EXERCISE DIRECTIONS
The reply has to contain each record exactly as written.

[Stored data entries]
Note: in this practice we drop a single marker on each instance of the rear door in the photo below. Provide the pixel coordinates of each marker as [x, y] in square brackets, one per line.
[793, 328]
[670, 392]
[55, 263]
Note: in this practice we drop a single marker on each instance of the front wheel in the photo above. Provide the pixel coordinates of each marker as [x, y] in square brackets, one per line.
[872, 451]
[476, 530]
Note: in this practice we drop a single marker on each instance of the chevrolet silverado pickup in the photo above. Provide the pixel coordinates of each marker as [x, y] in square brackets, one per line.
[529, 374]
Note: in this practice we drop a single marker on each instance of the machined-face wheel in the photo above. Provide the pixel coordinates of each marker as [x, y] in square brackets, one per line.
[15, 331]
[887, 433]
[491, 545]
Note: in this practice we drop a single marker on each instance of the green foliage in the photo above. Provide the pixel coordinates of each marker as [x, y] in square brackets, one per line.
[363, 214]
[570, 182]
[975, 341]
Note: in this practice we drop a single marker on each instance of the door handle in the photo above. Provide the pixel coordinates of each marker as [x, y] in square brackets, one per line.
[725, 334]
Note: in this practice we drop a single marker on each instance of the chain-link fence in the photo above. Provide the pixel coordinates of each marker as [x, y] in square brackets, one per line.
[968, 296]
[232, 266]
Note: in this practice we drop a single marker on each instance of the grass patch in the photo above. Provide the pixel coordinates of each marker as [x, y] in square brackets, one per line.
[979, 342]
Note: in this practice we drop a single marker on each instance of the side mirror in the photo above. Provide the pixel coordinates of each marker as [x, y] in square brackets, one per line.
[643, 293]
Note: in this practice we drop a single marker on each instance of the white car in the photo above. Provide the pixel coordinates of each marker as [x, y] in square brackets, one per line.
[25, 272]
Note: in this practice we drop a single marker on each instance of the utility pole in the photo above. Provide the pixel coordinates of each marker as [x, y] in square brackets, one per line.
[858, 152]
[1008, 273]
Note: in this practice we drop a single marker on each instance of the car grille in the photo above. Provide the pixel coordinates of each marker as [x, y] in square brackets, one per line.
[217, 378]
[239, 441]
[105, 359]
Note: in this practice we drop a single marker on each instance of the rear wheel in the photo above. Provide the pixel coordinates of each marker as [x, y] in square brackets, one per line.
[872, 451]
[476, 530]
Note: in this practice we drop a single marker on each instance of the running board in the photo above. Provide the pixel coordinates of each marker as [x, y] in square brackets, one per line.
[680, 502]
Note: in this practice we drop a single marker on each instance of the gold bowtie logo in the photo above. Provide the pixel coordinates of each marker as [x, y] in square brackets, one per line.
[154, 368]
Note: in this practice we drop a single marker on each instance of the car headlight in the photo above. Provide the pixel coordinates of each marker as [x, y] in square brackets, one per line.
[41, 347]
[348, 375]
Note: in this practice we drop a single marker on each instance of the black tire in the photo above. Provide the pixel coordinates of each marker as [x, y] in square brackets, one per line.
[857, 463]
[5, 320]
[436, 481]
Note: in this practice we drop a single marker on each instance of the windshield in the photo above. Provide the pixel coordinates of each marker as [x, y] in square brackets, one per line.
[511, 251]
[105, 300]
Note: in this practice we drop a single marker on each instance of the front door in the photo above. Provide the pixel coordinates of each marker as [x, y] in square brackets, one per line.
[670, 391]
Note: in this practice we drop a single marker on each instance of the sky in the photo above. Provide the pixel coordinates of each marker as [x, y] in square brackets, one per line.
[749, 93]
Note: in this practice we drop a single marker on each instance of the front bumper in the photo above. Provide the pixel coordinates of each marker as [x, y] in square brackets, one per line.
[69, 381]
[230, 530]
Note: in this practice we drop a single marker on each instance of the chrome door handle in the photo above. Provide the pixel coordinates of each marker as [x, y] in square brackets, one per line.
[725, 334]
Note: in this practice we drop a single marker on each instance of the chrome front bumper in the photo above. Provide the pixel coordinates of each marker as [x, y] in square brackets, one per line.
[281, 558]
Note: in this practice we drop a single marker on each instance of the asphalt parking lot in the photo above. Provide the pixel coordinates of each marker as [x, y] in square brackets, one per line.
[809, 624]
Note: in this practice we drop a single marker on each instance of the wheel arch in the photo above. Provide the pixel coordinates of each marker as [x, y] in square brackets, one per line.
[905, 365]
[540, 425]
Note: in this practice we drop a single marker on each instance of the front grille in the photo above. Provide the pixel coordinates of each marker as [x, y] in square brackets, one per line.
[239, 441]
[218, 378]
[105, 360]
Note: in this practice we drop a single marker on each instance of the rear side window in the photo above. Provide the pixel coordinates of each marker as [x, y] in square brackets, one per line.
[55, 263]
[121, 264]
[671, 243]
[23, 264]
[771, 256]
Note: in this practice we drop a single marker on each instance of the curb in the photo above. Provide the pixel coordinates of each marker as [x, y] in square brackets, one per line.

EXERCISE OUTPUT
Note: in this practice we drop a single marker on each instance of the rear door in the photo below. Provide the pixel coordinates of each marker as [x, y] in square brackets, one per line.
[793, 328]
[670, 392]
[55, 263]
Note: in this practice we drop a single marker on each instance of the front wheel in the photo above. Provide the pixel coordinates of each marker as [x, y] in square brackets, one per line.
[872, 451]
[476, 530]
Note: in this practice we drop a single marker on each instance of the chevrolet silverado pickup in the photo above. Provide the pixel coordinates of each marker as [x, y] in square brackets, one per line.
[529, 374]
Note: in this practice we drop a single marker on each instance of the machined-face wheel in the photo above. Provide the pixel coordinates of each marker as [x, y] in square brackets, one per line.
[15, 331]
[887, 433]
[491, 545]
Note: in this practice we drop a single marker on each instance of the green foliage in the photo above. Provide the pixel coordinates of each marker as [x, y] in square brackets, one per line.
[363, 214]
[570, 182]
[975, 341]
Note: in this practice we drop a single marker on each instance of the door handle in the photo above. Provide the pixel coordinates of each marker as [x, y] in square brackets, one per line.
[725, 334]
Note: in this practice we drop a single marker on each instance of the chain-link fence in the photo above. Provide the pixel coordinates of each marker as [x, y] in square brackets, one per line.
[968, 296]
[232, 266]
Note: in this practice we drop a single marker on each instance of the grass patch in the photo above. Provide the pixel coordinates of each marker as [x, y] in square brackets, one per line.
[979, 342]
Note: in this practice we drop a single marker on each instance of the side mirror in the photo above. Provide the pixel coordinates of each marker as [x, y] in square brackets, one per line.
[643, 293]
Note: in this practice we drop a single marker on each instance of the white car in the photo above. Provide the pixel coordinates of each marker as [x, y] in square brackets, one per line.
[25, 272]
Note: in this practice we drop a single marker on each instance of the utility pole in the photo above. Provide the pixel coordinates of each marker as [x, y] in square brackets, one per line.
[858, 152]
[1008, 273]
Note: in this practice we drop a single marker on each instance of the car grille in the photo above. Provide the pixel coordinates of each marker as [x, y] in square brackets, one per line.
[217, 378]
[239, 441]
[105, 359]
Note: in this practice we drop a single marker on each instance of the rear wheel in the photo above. Provide the pixel coordinates of each marker as [x, y] in square brackets, one per line.
[872, 451]
[476, 530]
Note: in this practice we drop a single marker on each instance of the running board in the photo above. Provide the pixel coordinates of each marker as [x, y] in square brackets, one per line.
[680, 502]
Note: in this practice we drop a single marker on each instance of the gold bowtie logo in the photo above. Provide the pixel coordinates of each marker as [x, y] in square brackets, one per line.
[154, 368]
Note: in this practice we drop a single marker on each instance of the car headlight in the photo above. Provide the pixel coordinates of each marker as [x, y] in square brackets, one per line.
[41, 347]
[348, 375]
Note: in this practice we drop a single marker on each instance of the black tire in the photo above. Provide the pixel coordinates of each marker as [x, y] in square brackets, one per line.
[857, 463]
[5, 320]
[436, 481]
Note: in this practice we drop a single marker on each instance of the windshield in the photo above. Provide the pixel coordinates of each marker as [x, y] in square brackets, one per line.
[511, 251]
[105, 300]
Note: in this practice we drop a single marker on each instance of the front door in the photo above. Provide the pixel coordinates of each marker as [x, y] in square brackets, one per line.
[670, 391]
Note: in this practice we drop a single marker on each instance of the sky in the photo above. Provide the pixel coordinates of each marker as [x, y] in square brackets, one per line.
[749, 93]
Note: in this practice we drop a single marker on each instance of the front bumper in the photo above. Provide the pixel coordinates of each marker as [x, y] in square brackets, one per line.
[69, 381]
[230, 530]
Note: in this practice we drop a single marker on each instance of the chrome door handle in the photo above. Provide the pixel coordinates of each marker as [x, y] in square brackets, one per line.
[725, 334]
Note: in this practice we drop a single marker on each instance of the chrome front bumper in the photo above. Provide the pixel coordinates of each marker as [x, y] in square brackets, one per line.
[281, 558]
Note: in this practice we drop a single marker on each instance of the asphalt parking lot in the photo above. Provide the pixel coordinates of each marker as [x, y] in square brackets, one per line.
[809, 624]
Note: in this practice we drop a single marker on each instance of the wheel arch in the photo above. Provide the pixel coordinates of each marker as [x, y] in square brackets, one per line.
[905, 365]
[540, 425]
Note: in this practice we drop a single marker on each instance of the front grille in the photo above. Provide the pixel coordinates of each marker as [x, y] in square brackets, one per line.
[239, 441]
[218, 378]
[105, 360]
Note: in this practice we drop a single marker on each instance of the rear side window in the photo above. Provide the pixel coordinates of each marker as [x, y] in square brackets, one per line.
[55, 263]
[121, 264]
[671, 243]
[23, 264]
[771, 256]
Note: in this practice we drop a single marker on each instance of the curb in the photo above. Provide the pixel coordinates of each marker as [x, y] in square brackets, one per line.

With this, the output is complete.